■ TO DO
Find the word "queried" in the records and copy every line where it occurs.

Saved entries
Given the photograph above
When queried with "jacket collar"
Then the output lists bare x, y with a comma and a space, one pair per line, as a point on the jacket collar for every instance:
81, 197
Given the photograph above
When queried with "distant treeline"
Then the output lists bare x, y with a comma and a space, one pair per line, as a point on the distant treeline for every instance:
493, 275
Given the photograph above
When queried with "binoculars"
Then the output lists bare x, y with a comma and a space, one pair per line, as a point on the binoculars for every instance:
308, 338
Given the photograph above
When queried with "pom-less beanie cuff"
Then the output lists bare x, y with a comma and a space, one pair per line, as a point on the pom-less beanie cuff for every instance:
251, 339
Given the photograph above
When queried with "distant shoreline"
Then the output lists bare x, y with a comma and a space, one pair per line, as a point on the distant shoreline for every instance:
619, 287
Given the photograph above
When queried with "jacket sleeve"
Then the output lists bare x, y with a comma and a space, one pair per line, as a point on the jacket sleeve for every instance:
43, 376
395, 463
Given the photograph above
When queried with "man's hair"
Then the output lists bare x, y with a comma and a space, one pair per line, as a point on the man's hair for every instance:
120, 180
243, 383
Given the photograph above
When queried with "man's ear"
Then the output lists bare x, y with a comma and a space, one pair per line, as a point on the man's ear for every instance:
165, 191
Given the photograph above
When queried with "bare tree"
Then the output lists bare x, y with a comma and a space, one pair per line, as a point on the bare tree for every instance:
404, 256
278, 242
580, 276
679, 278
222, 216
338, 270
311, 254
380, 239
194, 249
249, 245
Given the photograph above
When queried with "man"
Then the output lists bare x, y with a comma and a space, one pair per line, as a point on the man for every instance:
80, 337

■ RESULT OF THE TASK
When queried with "jacket collar"
When queried with "distant treeline"
When queried with "binoculars"
When queried with "pom-less beanie cuff"
When queried with "distant shoreline"
When queried with "jacket sleeve"
When queried with "man's hair"
When queried with "man's ear"
When queried with "bare tree"
When queried with "man"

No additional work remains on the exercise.